— Extract provided —
────

What is Laparoscopic Cholecystectomy?
Laparoscopic Cholecystectomy is the complete removal of the gallbladder via a laparoscope due to a painful case of gallstones.
When no other treatments work, or the pain is extremely severe, gallbladder removal surgery may be the patient’s last option to relieve the problem.
During the surgery the patient will undergo general anesthesia. Making several small incisions on the patient’s abdomen, the surgeon will then inflate the abdomen for easy viewing and insert the laparoscope through one of the incisions along with other surgical tools needed to properly remove the gallbladder.
The laparoscope is a lighted instrument with a video camera attached so the surgeon can having a magnified view of the patient’s internal organs during the procedure.
During the removal, the surgeon may look into the common bile duct to detect any gallstones that may have been lodged there. Using a special scope, the surgeon will then remove those gallstones.
The entire surgery usually lasts about 2 hours. Although complications may arise increasing the patient’s stay at the hospital, most patients are expected to go home the day of the surgery. Normal activities can be resumed approximately 7 to 10 after the surgery and no special diet is normally required once the gallbladder is removed.
Open Gallbladder Surgery versus Laparoscopic Cholecystectomy
Open Gallbladder Surgery
Open gallbladder surgery requires the surgeon to make a large (5 to 7 inch) incision in the patient’s abdomen in order to remove the entire gallbladder effectively.
This surgery option is not ideal as it requires a much larger incision increasing the risk for infection and complications, requires a 2-4 day (or longer) stay at the hospital after the surgery, and a 6-8 week recovery time.
There can also be excessive bleeding, increased risk of damage to surrounding organs, and bile leakage into the abdominal cavity.

────

— Task prompt —
Return the text on laparoscopic cholecystectomy word for word, in full.

────

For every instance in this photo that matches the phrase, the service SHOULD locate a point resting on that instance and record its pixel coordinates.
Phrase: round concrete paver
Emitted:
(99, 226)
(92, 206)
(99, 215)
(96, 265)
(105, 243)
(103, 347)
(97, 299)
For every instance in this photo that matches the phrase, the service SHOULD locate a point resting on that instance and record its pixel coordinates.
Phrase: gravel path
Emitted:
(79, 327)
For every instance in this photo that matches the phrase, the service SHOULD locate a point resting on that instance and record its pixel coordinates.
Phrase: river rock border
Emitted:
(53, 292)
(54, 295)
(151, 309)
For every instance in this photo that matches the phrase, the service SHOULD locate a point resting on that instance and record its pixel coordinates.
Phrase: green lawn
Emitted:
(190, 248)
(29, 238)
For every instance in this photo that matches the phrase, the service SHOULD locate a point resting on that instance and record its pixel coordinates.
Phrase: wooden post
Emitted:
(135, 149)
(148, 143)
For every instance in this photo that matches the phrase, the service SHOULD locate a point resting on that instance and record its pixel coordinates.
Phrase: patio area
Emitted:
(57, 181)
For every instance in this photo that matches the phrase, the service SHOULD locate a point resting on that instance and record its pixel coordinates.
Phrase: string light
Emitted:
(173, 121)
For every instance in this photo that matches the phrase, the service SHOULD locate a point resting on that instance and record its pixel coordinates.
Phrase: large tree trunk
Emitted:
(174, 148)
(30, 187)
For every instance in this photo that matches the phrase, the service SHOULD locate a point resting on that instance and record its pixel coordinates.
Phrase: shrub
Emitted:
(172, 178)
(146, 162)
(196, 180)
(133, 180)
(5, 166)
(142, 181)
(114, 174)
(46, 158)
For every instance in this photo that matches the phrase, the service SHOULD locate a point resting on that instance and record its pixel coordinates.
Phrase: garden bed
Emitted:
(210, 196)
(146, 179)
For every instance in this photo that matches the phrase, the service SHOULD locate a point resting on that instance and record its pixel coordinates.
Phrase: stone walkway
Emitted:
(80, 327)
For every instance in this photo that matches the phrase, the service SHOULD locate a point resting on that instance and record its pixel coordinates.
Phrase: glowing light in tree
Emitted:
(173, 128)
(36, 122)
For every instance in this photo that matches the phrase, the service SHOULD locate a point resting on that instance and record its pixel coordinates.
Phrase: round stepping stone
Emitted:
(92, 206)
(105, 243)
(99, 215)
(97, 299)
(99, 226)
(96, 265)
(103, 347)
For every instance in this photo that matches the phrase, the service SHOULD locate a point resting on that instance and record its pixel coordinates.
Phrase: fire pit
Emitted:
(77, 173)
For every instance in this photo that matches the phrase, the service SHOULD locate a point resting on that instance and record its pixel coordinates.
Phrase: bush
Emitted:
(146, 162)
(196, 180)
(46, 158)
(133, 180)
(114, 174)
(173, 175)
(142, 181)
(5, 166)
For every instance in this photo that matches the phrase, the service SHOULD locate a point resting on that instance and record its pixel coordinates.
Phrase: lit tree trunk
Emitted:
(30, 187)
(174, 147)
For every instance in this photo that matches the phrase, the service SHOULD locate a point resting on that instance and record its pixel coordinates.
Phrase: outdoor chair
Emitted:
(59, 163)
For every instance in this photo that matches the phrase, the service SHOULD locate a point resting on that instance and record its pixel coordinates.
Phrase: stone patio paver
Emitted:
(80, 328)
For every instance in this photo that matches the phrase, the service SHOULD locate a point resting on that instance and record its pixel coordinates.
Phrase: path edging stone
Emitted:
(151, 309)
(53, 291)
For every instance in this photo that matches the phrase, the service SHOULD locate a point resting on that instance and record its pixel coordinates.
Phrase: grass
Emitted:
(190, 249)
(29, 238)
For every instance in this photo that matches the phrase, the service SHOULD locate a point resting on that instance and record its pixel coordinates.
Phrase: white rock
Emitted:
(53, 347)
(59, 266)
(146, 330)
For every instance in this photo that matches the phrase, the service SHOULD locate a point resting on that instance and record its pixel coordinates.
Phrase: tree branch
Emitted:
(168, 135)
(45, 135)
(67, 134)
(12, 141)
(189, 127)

────

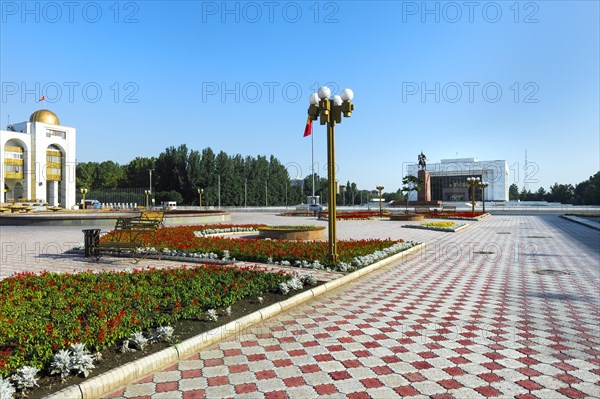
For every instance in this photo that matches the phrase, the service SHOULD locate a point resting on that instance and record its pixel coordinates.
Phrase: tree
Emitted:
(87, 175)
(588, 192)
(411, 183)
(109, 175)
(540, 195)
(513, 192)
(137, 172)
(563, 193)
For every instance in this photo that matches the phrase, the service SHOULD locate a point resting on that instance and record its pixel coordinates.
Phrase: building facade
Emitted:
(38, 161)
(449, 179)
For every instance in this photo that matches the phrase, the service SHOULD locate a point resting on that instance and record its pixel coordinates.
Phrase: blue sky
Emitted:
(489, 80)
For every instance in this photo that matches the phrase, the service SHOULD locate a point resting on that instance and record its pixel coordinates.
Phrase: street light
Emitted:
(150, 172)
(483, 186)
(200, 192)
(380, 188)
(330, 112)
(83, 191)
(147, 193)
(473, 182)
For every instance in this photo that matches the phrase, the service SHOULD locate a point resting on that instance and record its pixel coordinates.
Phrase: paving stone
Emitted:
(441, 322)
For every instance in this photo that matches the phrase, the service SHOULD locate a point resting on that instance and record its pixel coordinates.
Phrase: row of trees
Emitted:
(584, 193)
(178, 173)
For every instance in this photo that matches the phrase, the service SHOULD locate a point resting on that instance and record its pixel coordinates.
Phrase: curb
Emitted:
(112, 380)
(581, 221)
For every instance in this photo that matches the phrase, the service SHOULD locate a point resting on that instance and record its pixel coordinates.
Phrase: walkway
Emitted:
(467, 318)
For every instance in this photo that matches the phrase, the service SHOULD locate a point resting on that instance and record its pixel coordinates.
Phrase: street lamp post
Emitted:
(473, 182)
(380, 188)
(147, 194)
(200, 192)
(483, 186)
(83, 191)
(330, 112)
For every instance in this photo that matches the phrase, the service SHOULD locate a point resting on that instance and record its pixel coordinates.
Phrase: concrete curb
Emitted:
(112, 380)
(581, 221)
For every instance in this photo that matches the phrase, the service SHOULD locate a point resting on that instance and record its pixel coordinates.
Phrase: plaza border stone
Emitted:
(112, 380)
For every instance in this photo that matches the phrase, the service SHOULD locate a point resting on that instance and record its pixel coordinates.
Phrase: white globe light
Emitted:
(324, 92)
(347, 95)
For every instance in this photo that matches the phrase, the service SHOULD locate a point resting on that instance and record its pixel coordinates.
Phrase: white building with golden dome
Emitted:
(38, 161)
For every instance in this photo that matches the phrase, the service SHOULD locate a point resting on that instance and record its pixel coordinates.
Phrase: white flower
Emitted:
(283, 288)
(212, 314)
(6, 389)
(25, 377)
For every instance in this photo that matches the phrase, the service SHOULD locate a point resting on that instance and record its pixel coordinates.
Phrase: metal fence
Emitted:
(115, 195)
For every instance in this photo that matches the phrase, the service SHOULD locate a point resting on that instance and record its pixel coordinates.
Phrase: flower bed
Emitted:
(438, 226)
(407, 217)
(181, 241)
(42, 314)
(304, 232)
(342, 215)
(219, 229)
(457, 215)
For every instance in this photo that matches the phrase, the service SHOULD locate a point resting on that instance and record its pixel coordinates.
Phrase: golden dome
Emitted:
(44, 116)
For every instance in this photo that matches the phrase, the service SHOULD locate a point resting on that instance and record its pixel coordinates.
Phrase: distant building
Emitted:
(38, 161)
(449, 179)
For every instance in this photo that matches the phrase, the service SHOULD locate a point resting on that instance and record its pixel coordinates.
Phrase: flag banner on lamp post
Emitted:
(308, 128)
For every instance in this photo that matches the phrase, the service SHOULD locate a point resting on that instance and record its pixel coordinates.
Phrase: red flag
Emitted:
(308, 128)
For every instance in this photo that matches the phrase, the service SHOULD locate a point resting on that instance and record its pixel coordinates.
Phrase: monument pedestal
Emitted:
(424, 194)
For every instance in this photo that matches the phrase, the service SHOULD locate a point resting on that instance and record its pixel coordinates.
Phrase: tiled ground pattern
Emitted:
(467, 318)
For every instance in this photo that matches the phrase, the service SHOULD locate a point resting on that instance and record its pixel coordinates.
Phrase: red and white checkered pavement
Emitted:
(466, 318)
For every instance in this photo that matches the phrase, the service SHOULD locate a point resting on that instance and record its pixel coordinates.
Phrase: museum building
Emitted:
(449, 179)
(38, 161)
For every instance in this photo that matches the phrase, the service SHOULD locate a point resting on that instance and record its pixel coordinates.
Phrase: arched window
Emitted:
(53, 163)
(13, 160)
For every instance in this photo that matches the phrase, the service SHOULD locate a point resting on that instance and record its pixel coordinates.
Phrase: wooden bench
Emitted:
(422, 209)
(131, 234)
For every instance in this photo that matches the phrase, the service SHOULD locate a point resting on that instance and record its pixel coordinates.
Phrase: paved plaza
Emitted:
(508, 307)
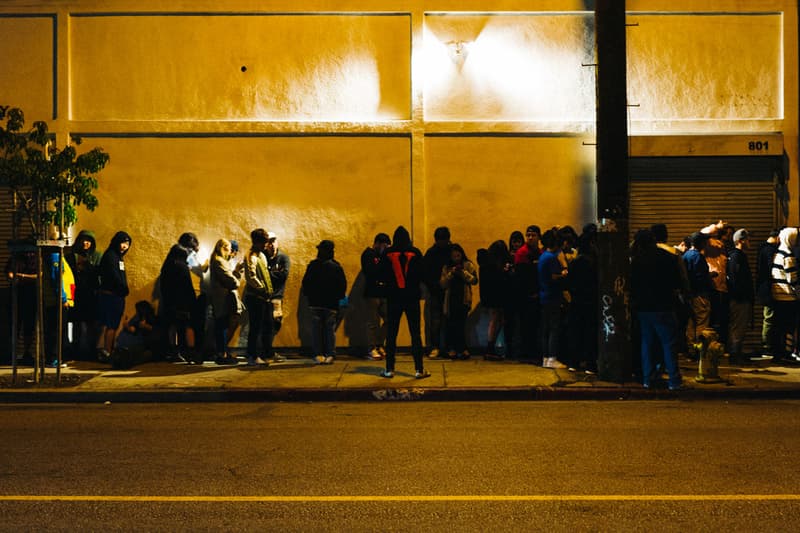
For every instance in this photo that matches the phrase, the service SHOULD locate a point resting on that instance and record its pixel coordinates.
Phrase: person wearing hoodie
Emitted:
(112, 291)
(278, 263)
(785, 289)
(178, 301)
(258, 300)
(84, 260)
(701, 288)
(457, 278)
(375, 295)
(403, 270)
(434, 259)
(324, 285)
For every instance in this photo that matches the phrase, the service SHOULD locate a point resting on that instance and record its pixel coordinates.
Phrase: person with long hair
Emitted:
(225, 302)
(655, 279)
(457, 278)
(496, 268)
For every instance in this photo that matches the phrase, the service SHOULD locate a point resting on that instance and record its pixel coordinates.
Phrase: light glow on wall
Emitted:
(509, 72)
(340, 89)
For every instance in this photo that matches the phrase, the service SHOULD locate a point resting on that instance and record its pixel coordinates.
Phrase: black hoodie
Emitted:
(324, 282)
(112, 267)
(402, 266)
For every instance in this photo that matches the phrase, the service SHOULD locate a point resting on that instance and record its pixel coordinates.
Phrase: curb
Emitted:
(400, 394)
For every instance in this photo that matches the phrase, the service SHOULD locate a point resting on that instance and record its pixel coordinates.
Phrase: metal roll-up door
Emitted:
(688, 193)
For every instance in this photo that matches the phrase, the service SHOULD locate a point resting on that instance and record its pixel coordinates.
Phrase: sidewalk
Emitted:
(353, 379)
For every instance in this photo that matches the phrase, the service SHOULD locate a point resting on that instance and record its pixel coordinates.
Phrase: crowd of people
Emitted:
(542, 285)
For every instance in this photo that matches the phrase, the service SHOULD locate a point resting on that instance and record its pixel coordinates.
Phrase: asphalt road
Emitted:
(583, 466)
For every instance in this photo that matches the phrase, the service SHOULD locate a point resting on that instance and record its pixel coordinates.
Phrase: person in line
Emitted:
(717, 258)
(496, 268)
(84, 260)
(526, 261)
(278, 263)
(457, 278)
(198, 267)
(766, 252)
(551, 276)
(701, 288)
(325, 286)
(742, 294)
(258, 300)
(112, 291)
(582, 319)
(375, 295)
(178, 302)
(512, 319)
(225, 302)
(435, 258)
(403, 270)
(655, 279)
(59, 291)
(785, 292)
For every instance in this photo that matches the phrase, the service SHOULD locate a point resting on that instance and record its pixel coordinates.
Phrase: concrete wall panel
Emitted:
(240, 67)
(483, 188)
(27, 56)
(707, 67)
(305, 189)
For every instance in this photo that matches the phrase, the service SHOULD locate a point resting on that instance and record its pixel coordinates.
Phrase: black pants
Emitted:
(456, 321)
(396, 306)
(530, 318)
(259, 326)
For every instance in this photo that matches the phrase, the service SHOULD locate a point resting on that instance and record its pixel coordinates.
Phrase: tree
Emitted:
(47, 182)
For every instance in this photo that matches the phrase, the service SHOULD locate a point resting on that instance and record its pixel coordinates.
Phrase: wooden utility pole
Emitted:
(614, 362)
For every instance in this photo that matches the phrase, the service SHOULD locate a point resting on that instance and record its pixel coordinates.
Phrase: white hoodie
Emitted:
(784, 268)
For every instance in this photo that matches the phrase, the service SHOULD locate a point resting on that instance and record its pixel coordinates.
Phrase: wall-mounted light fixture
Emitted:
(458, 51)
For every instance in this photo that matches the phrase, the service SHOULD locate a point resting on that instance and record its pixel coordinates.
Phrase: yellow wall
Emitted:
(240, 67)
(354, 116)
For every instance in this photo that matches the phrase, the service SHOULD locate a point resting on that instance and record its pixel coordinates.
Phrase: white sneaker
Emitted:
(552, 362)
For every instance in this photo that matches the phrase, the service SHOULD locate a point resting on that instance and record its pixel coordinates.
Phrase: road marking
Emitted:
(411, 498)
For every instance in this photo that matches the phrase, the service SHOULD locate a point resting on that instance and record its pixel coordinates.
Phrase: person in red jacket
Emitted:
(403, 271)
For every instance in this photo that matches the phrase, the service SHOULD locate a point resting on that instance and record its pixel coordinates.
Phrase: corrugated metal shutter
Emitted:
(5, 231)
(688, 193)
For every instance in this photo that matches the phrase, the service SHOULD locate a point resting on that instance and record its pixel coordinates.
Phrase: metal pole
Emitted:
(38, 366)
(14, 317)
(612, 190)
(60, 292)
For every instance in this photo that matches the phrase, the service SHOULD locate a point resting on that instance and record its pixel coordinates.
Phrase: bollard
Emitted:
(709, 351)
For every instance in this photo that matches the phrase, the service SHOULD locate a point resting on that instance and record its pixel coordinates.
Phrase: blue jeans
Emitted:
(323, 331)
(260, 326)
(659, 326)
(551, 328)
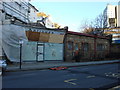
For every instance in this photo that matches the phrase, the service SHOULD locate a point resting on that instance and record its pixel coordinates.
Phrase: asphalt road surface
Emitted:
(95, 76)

────

— Completed exercise —
What is Laparoscopic Cholecystectomy?
Laparoscopic Cholecystectomy is the complete removal of the gallbladder via a laparoscope due to a painful case of gallstones.
When no other treatments work, or the pain is extremely severe, gallbladder removal surgery may be the patient’s last option to relieve the problem.
During the surgery the patient will undergo general anesthesia. Making several small incisions on the patient’s abdomen, the surgeon will then inflate the abdomen for easy viewing and insert the laparoscope through one of the incisions along with other surgical tools needed to properly remove the gallbladder.
The laparoscope is a lighted instrument with a video camera attached so the surgeon can having a magnified view of the patient’s internal organs during the procedure.
During the removal, the surgeon may look into the common bile duct to detect any gallstones that may have been lodged there. Using a special scope, the surgeon will then remove those gallstones.
The entire surgery usually lasts about 2 hours. Although complications may arise increasing the patient’s stay at the hospital, most patients are expected to go home the day of the surgery. Normal activities can be resumed approximately 7 to 10 after the surgery and no special diet is normally required once the gallbladder is removed.
Open Gallbladder Surgery versus Laparoscopic Cholecystectomy
Open Gallbladder Surgery
Open gallbladder surgery requires the surgeon to make a large (5 to 7 inch) incision in the patient’s abdomen in order to remove the entire gallbladder effectively.
This surgery option is not ideal as it requires a much larger incision increasing the risk for infection and complications, requires a 2-4 day (or longer) stay at the hospital after the surgery, and a 6-8 week recovery time.
There can also be excessive bleeding, increased risk of damage to surrounding organs, and bile leakage into the abdominal cavity.